(Stored data entries)

***

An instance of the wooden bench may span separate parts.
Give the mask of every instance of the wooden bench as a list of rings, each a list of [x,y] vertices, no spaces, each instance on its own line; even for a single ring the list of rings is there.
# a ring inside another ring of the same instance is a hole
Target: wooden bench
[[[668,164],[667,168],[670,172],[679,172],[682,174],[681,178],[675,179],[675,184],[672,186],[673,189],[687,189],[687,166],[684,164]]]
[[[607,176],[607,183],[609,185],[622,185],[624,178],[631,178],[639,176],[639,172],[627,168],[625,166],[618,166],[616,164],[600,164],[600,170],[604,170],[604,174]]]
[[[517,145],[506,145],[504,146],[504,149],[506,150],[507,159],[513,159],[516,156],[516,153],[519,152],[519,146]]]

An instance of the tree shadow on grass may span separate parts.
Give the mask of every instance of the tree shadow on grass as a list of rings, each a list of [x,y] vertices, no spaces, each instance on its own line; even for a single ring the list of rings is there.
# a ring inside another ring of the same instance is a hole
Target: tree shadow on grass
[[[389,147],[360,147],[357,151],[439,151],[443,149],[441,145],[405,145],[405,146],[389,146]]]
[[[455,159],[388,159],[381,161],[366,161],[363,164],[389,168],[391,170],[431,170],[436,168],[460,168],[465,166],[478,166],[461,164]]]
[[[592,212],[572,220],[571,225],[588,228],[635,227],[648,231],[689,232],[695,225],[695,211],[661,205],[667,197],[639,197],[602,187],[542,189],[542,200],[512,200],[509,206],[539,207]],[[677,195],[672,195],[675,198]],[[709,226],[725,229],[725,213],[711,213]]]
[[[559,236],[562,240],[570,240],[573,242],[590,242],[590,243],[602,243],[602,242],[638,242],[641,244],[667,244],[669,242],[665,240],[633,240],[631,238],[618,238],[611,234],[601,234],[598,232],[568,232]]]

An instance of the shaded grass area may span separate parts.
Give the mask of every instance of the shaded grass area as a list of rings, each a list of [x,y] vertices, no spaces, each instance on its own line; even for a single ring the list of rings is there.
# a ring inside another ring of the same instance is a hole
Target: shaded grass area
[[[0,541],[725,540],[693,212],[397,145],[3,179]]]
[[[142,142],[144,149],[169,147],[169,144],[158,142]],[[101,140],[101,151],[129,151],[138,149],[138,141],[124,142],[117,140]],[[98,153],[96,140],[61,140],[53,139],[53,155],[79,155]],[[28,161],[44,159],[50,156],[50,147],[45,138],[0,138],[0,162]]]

***

Exercise goal. Nothing is to be left out; every record above must be repeated exactly.

Answer below.
An instance of the wooden bench may span separate parts.
Give the mask of every instance of the wooden bench as a list of rings, each a list of [x,y] vertices, no spaces, each instance on its own line; even for a single ring the list of rings is there.
# a ring inside another ring of the same instance is a hole
Target: wooden bench
[[[668,164],[667,168],[670,172],[679,172],[682,174],[681,178],[675,179],[675,184],[672,186],[673,189],[687,189],[687,166],[684,164]]]
[[[607,176],[607,183],[609,185],[622,185],[624,178],[631,178],[639,176],[639,172],[627,168],[625,166],[618,166],[616,164],[600,164],[600,170],[604,170],[604,174]]]
[[[517,145],[506,145],[504,146],[504,149],[506,150],[507,159],[513,159],[516,156],[516,153],[519,152],[519,146]]]

An instance of the tree shadow on grass may span separate parts.
Give the mask of every instance of the tree shadow on grass as a list of rings, each a list of [x,y] vertices, no spaces, each instance on its own line; even for a single ring the list of rings is there.
# a ring inside another ring of the same instance is a hole
Target: tree shadow on grass
[[[389,147],[360,147],[357,151],[439,151],[443,149],[441,145],[405,145],[405,146],[389,146]]]
[[[455,159],[388,159],[381,161],[366,161],[363,164],[389,168],[391,170],[431,170],[436,168],[460,168],[465,166],[478,166],[461,164]]]
[[[592,212],[572,220],[571,225],[588,228],[635,227],[648,231],[689,232],[695,225],[695,211],[661,205],[667,197],[639,197],[602,187],[542,189],[542,200],[512,200],[509,206],[539,207]],[[677,195],[672,195],[675,198]],[[709,226],[725,229],[725,213],[711,213]]]
[[[559,236],[562,240],[570,240],[573,242],[590,242],[590,243],[602,243],[602,242],[638,242],[641,244],[667,244],[669,242],[665,240],[633,240],[631,238],[618,238],[611,234],[601,234],[598,232],[568,232]]]

An instance of the shaded grass area may span separate parts.
Give the mask of every instance of the shaded grass area as a list of rings, each a list of [x,y] vertices, no spaces, each instance on its own line; even for a single ring the list of rings is there.
# a ring inside another ring of the same instance is a hole
Target: shaded grass area
[[[0,541],[725,540],[693,212],[397,145],[3,179]]]
[[[142,142],[144,149],[169,147],[169,144],[158,142]],[[101,140],[101,151],[129,151],[138,149],[138,141],[124,142],[117,140]],[[98,153],[96,140],[61,140],[53,139],[53,155],[79,155]],[[28,161],[44,159],[50,156],[50,147],[45,138],[0,138],[0,162]]]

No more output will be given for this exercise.